(Named-object pointing data)
###
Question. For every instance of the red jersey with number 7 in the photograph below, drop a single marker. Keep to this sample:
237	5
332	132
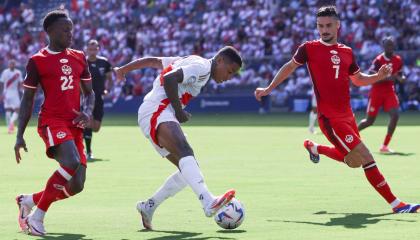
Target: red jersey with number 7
329	66
59	74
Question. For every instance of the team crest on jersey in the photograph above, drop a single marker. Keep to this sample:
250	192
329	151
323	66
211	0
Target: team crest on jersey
349	138
66	69
335	59
61	135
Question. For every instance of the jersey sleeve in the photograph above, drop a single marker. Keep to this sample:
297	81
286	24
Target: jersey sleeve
354	67
166	61
191	73
32	76
85	76
300	56
376	64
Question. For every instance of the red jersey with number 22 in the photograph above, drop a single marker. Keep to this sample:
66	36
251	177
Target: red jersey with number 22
329	67
59	74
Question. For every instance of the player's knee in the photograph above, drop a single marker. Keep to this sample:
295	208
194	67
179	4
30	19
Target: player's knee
354	163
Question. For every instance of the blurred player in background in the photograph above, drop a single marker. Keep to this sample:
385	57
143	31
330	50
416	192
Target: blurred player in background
331	65
100	69
313	114
63	74
10	85
382	93
162	112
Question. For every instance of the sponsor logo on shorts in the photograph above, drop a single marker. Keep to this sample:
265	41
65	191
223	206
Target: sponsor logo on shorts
349	138
61	135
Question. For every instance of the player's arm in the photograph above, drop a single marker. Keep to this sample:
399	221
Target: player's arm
281	75
363	79
25	112
170	84
146	62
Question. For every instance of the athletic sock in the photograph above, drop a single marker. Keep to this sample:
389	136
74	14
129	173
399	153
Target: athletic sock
387	139
13	118
173	184
87	135
312	119
330	152
54	187
192	175
376	179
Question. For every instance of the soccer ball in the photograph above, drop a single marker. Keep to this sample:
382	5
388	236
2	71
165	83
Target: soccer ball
231	215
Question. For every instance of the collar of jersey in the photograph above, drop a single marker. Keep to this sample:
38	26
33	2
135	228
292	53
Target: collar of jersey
51	51
326	44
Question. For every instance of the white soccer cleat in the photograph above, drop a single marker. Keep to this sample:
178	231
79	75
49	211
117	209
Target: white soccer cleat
35	226
146	210
24	211
218	203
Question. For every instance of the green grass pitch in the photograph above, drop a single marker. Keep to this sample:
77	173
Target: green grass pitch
285	195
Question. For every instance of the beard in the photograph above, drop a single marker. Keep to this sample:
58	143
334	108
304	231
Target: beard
327	38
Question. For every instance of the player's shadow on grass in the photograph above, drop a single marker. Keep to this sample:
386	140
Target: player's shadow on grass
64	236
97	160
351	220
179	235
396	154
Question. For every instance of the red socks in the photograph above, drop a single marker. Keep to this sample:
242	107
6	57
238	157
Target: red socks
387	139
330	152
376	179
54	188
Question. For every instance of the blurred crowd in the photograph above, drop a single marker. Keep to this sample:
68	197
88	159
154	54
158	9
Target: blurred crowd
266	32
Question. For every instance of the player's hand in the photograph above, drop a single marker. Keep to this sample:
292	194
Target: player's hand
182	116
261	92
384	71
82	119
20	143
120	75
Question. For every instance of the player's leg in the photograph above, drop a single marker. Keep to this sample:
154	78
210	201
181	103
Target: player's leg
173	184
391	106
315	149
68	157
361	156
171	137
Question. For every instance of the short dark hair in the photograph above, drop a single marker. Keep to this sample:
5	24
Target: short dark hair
52	17
328	11
232	54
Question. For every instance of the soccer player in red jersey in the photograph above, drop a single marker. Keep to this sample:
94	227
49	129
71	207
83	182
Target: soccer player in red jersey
331	65
62	74
382	93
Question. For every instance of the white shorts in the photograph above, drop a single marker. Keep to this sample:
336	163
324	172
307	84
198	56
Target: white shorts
12	102
149	118
313	102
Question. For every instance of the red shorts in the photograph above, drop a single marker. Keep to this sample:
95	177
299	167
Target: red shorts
56	133
387	100
341	132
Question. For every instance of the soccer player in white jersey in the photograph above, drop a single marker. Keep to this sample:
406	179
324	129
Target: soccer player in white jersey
161	113
10	82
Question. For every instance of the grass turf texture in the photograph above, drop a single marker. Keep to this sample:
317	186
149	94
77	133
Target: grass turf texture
285	195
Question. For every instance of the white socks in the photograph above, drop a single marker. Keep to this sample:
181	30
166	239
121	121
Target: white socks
193	176
173	184
312	120
38	214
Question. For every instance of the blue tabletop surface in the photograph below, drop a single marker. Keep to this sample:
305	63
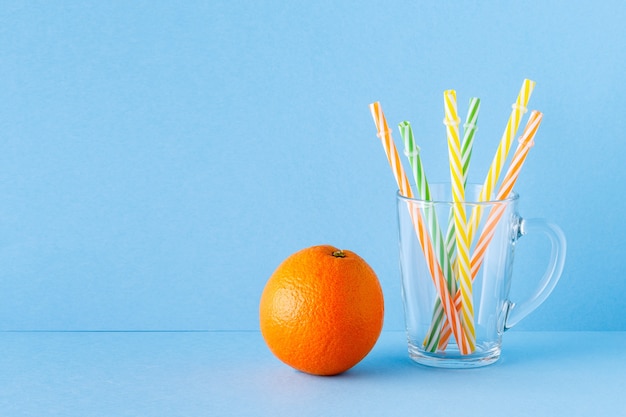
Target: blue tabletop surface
233	373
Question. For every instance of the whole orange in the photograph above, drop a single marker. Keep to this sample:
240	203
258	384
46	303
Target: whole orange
322	310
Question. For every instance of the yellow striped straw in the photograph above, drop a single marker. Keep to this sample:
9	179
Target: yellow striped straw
460	220
518	111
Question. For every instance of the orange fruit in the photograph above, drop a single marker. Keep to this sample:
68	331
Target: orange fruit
322	310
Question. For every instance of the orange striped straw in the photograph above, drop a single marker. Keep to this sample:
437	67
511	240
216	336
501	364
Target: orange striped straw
499	159
525	143
384	133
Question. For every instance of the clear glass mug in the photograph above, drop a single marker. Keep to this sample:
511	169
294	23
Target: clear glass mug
430	340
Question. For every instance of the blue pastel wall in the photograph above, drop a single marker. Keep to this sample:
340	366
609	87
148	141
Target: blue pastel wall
159	159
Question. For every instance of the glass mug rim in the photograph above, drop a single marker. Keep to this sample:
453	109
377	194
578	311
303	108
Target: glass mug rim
512	197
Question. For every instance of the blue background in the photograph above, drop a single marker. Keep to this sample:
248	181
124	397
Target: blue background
159	159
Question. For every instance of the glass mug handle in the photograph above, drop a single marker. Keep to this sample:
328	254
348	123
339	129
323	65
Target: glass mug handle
517	312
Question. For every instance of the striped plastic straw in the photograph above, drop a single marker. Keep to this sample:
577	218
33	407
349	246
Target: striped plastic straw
412	151
434	268
525	143
519	108
460	220
469	130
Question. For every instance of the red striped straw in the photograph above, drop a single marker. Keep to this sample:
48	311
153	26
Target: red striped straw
525	143
384	133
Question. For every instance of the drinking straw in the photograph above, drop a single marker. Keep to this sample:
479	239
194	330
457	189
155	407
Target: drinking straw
519	108
412	151
460	220
525	143
469	130
405	190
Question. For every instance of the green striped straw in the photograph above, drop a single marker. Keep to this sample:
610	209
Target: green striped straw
###
Recast everything from the line containing "Question. For every instance of the blue background" down to the end of the data as a numbered list, leaving out any blank lines.

1. Question. For every instance of the blue background in the photograph above, drop a single marker. Keep to this sample:
2. 248	181
3. 124	397
4. Target: blue background
5. 159	159
6. Question. For every instance of the glass mug handle in the photograph above, drop a single marker. Keep to this sample:
7. 328	254
8. 348	123
9. 339	129
10. 323	65
11. Target: glass mug handle
12. 517	312
13. Question. For every instance of the striped plastic straw in the photograph above, drop a single marker. Keep to this sample:
14. 577	218
15. 33	407
16. 349	246
17. Target: striped plastic straw
18. 412	151
19. 434	268
20. 525	143
21. 519	108
22. 460	220
23. 469	130
24. Question. For every instance of the red striped straw in the photograph above, drop a single marker. Keep to this sample:
25. 48	311
26. 153	26
27. Target: red striped straw
28. 525	143
29. 384	133
30. Question. For every instance of the drinking straw in the photograph above, drop a single marker. Keep to this sample:
31. 479	239
32. 194	330
33. 457	189
34. 155	407
35. Target: drinking straw
36. 519	108
37. 412	151
38. 460	220
39. 525	143
40. 469	130
41. 405	190
42. Question. For every instance of the green striped straw in the photograph above, drop a single marker. Keep to this sample:
43. 610	209
44. Target: green striped straw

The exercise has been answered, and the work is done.